* BEGIN STORED RECORDS *

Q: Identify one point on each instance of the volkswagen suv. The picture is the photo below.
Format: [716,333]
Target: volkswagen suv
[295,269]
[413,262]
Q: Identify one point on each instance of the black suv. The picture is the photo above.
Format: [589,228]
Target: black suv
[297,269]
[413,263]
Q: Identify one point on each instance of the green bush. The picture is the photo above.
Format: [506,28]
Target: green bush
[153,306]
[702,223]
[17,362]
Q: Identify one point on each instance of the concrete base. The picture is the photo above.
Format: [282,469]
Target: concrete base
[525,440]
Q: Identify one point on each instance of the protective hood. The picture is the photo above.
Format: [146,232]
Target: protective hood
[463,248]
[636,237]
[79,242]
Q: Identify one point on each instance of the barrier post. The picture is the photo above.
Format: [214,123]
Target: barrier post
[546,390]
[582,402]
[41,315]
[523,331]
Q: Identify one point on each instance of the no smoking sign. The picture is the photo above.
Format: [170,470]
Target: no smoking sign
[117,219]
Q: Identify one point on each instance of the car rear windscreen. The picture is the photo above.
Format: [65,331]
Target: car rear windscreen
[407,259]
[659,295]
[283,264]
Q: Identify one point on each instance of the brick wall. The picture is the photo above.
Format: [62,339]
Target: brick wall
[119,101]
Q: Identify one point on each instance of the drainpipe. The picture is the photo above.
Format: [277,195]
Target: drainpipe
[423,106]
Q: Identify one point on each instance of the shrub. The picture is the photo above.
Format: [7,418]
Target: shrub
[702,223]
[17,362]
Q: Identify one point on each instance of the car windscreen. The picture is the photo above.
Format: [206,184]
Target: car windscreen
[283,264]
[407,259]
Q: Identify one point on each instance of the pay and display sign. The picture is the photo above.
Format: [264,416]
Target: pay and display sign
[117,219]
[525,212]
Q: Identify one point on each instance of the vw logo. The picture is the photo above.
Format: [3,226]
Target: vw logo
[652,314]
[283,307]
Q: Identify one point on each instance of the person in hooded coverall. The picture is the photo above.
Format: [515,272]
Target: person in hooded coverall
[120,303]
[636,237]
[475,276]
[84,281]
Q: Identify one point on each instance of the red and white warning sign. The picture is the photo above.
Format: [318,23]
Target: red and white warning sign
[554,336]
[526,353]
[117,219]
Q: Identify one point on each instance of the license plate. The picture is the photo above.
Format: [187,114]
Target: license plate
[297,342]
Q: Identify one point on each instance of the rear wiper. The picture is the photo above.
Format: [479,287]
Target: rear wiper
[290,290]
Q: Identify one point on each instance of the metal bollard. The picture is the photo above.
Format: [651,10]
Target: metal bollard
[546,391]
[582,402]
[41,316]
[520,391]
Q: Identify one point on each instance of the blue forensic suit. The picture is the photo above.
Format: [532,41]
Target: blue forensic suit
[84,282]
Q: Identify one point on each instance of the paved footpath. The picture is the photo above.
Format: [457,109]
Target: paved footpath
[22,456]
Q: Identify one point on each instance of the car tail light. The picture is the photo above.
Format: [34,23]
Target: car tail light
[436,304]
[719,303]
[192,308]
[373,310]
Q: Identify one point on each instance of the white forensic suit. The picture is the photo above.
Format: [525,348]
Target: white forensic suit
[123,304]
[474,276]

* END STORED RECORDS *

| STATED EXERCISE |
Return the lines above exactly, keeping every word.

| SOLUTION TO THIS TASK |
Q: Identify one point on each instance of the volkswagen suv. The picture is the photo below.
Format: [716,333]
Target: volkswagen suv
[295,269]
[413,262]
Q: Identify one point on each instance of the black suv. The picture is the photo above.
Format: [589,228]
Target: black suv
[297,269]
[413,263]
Q: Identify one point on each instance of the green bush. The picture is the photo above.
Format: [506,28]
Target: green bush
[153,306]
[702,223]
[17,362]
Q: Identify one point on each instance of the concrete base. The picture is the photo above.
Format: [282,469]
Target: concrete base
[525,440]
Q: Identify one point on each instance of the protective hood. The picture is the photo above.
Format: [146,232]
Target: protective hood
[463,248]
[636,237]
[79,242]
Q: Identify one point on each instance of the barrier post. The picture is the photo above.
Format: [214,123]
Target: barrier post
[546,390]
[582,402]
[41,315]
[523,331]
Q: Identify one point on each instance of the no smoking sign. The picture is the photo above.
Format: [170,470]
Target: no smoking sign
[117,219]
Q: Identify one point on each instance of the car rear windscreen. The picture is the photo above.
Format: [65,331]
Target: car rear windscreen
[407,259]
[659,295]
[283,264]
Q: Identify one point on each instance of the brick wall. The picture is the photo above.
Format: [62,339]
Target: brick wall
[119,101]
Q: Identify one point on each instance of the drainpipe. The picture is the photo above.
Format: [277,195]
Target: drainpipe
[423,106]
Q: Identify one point on each instance of the shrub. The picture is the photo above.
Format: [7,418]
Target: shrub
[702,223]
[17,362]
Q: Identify one point on each instance of the car windscreen. The picture is the photo above.
Format: [206,184]
Target: car windscreen
[283,264]
[407,259]
Q: Identify one point on each instance of the pay and display sign. The picture is the photo above.
Format: [264,416]
Target: pay and display sign
[117,219]
[525,212]
Q: Identify one point on each instance of the vw logo. The picture is the photo above.
Format: [3,226]
Target: vw logo
[652,314]
[283,307]
Q: Identify one point on each instance of the person in hooded coverall. The picture is the photo above.
Format: [515,272]
Target: person in hooded coverall
[120,303]
[636,237]
[475,276]
[84,281]
Q: Identify one point on each instance of the red and white warning sign. The picture is the photo above.
Format: [318,23]
Target: red and white warning sign
[554,336]
[526,353]
[117,219]
Q: Identify one point on each instance of the license plate. The picture is the photo above.
Format: [187,114]
Target: license plate
[297,342]
Q: Identify one point on each instance of the rear wiper. The picture is the photo above.
Format: [479,287]
Target: rear wiper
[290,290]
Q: Identify one point on each instance of the metal bollard. The picture is the photo above.
Format: [651,10]
Target: metal bollard
[546,391]
[582,402]
[41,316]
[520,391]
Q: Identify one point on each instance of the blue forensic suit. The picture is the photo above.
Format: [532,41]
Target: blue forensic suit
[84,282]
Q: Identify one point on each instance of the paved footpath. The picture is the photo above.
Format: [457,109]
Target: paved footpath
[22,456]
Q: Identify one point on each instance of the car tail light. The picture is the photo above.
Format: [34,23]
Target: car tail light
[436,304]
[719,303]
[192,308]
[373,310]
Q: Identify one point on each instance of the white forensic suit. The picture is the photo above.
Format: [525,348]
Target: white forensic suit
[123,304]
[474,276]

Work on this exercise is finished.